(Collected data entries)
********************

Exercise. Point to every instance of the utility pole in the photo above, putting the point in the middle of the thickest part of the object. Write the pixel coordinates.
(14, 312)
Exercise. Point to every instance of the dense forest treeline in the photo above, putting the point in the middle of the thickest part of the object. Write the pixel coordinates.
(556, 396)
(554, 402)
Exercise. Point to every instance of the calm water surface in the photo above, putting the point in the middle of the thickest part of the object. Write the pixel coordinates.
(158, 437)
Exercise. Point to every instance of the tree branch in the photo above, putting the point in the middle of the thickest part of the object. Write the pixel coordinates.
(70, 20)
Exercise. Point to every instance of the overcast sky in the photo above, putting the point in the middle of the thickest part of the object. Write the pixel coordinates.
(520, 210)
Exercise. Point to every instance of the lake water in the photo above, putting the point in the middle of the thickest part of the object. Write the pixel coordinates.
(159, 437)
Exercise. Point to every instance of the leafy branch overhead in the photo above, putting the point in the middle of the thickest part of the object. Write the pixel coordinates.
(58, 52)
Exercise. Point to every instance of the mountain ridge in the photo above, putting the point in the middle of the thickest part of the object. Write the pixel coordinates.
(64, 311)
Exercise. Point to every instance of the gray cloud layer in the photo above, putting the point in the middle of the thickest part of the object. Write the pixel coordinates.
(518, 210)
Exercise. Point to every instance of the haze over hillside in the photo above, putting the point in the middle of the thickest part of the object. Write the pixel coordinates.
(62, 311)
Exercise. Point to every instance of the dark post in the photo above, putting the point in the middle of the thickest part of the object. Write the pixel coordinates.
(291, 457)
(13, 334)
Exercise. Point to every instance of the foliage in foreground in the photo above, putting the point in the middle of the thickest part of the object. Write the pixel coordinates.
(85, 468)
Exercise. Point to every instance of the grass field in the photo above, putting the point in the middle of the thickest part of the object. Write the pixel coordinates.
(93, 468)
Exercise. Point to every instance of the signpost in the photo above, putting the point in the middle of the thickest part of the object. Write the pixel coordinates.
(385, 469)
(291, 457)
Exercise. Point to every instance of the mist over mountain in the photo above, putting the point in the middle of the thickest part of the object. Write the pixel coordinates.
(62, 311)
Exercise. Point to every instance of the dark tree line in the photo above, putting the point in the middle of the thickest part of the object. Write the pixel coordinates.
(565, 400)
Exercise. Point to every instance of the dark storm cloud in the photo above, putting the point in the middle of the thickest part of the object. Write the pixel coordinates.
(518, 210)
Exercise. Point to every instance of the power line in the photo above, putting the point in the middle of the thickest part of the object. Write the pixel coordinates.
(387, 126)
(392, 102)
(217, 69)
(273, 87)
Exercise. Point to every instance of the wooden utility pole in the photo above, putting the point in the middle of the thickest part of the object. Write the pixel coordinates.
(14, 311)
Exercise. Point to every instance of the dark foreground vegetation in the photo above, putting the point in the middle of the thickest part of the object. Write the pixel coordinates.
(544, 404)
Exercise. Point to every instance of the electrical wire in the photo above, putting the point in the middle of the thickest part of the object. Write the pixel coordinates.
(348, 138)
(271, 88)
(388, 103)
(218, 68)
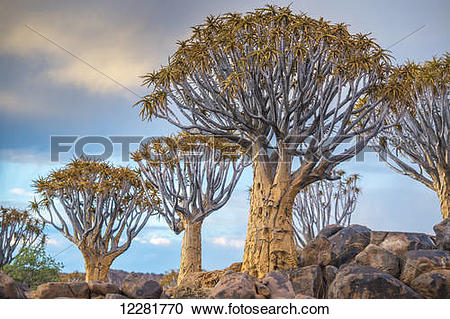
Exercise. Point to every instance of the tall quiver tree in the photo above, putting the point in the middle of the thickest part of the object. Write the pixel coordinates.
(98, 207)
(419, 145)
(284, 86)
(324, 203)
(194, 176)
(18, 230)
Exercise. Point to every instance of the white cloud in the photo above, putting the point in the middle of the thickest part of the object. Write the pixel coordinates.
(228, 242)
(54, 242)
(20, 191)
(157, 241)
(98, 40)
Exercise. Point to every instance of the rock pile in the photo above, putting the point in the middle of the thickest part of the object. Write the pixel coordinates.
(341, 262)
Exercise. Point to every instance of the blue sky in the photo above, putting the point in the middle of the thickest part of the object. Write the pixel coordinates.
(44, 91)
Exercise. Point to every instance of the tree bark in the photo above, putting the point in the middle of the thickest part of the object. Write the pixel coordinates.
(191, 250)
(443, 192)
(270, 241)
(97, 267)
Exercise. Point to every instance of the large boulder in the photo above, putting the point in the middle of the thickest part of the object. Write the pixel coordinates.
(433, 284)
(279, 285)
(307, 280)
(365, 282)
(235, 286)
(198, 285)
(53, 290)
(141, 286)
(347, 243)
(417, 262)
(442, 231)
(329, 273)
(399, 243)
(9, 289)
(335, 245)
(316, 252)
(102, 288)
(379, 258)
(115, 296)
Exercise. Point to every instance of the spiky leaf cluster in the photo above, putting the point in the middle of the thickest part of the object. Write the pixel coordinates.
(18, 229)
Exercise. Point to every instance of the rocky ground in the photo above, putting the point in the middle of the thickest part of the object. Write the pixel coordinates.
(350, 262)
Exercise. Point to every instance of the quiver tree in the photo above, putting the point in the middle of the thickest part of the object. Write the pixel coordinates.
(324, 203)
(194, 177)
(98, 207)
(418, 146)
(283, 86)
(18, 230)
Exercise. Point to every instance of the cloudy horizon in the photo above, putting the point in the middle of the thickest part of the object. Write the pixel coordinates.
(46, 91)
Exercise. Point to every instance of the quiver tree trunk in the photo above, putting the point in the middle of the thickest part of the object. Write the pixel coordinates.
(270, 242)
(97, 267)
(443, 191)
(191, 249)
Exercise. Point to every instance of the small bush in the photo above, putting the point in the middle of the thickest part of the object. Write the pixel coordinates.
(169, 280)
(72, 277)
(33, 267)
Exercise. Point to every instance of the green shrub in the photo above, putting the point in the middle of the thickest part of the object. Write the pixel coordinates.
(33, 267)
(169, 280)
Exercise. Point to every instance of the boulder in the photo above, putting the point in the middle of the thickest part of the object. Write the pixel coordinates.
(433, 284)
(365, 282)
(329, 274)
(141, 286)
(335, 246)
(199, 284)
(347, 243)
(9, 289)
(279, 285)
(379, 258)
(185, 291)
(417, 262)
(115, 296)
(399, 243)
(442, 231)
(52, 290)
(235, 286)
(262, 290)
(307, 280)
(316, 252)
(102, 288)
(300, 296)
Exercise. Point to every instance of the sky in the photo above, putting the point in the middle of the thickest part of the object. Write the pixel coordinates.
(47, 90)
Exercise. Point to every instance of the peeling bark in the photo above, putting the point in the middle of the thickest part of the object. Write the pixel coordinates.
(97, 267)
(191, 251)
(270, 242)
(443, 192)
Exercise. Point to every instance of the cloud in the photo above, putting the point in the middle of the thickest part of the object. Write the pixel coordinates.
(96, 39)
(156, 241)
(228, 242)
(21, 192)
(54, 242)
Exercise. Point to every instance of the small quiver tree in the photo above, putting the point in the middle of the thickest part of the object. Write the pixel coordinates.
(418, 146)
(324, 203)
(18, 230)
(194, 176)
(284, 86)
(98, 207)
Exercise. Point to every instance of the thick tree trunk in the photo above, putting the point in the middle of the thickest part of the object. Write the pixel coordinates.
(270, 242)
(191, 250)
(443, 191)
(97, 268)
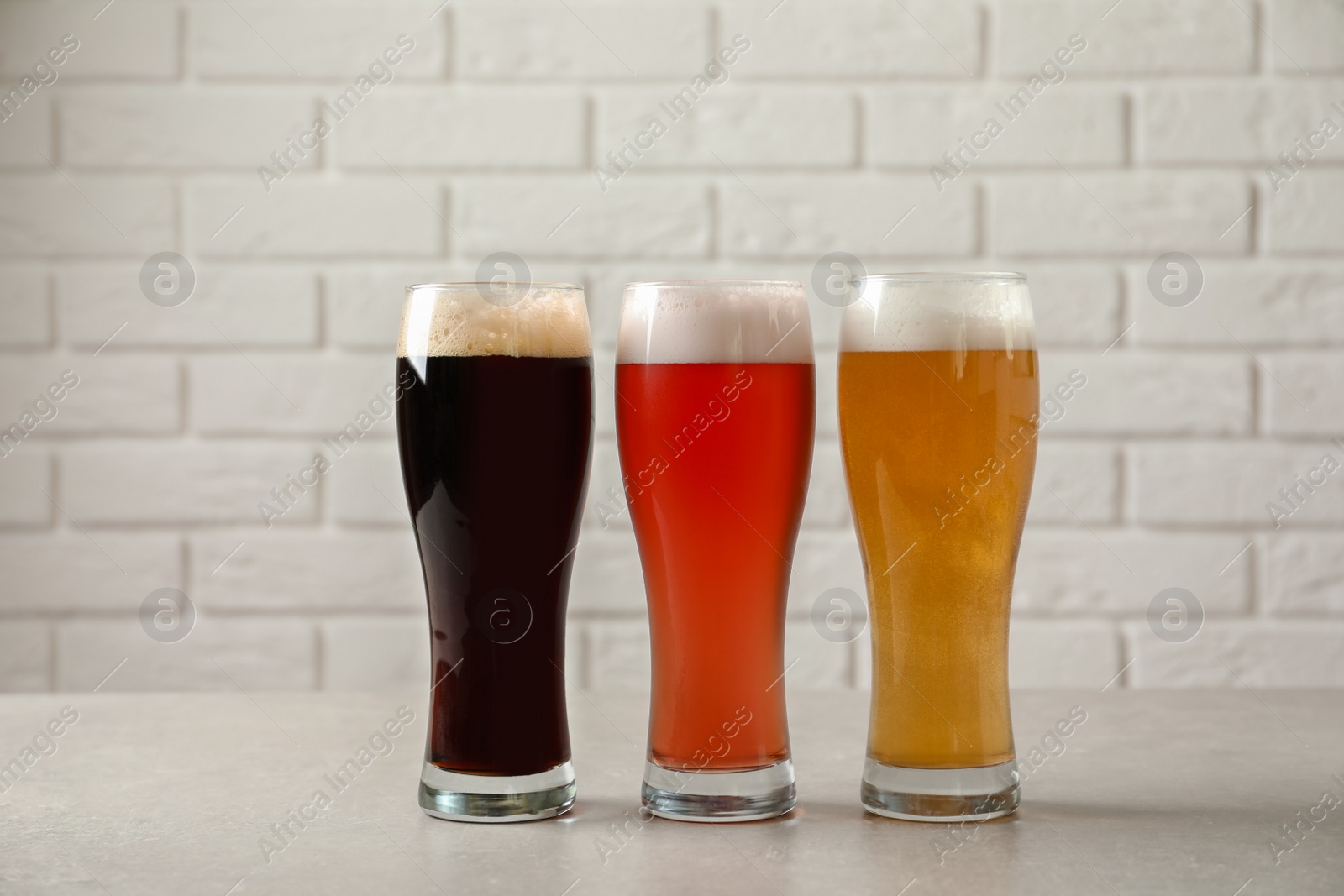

********************

Return each row above that contains the word "foreground", matching case exactly.

__REPLY__
Exercise. Point to every instance of the foliage in foreground in the photo above, putting the point in the middle of the thickest part of the object. Write the pixel coordinates.
Exercise. Point to every instance of the dark foreground vegetation in the photo above, putting the point in the middle of the thickest part of the object. Write the pixel coordinates.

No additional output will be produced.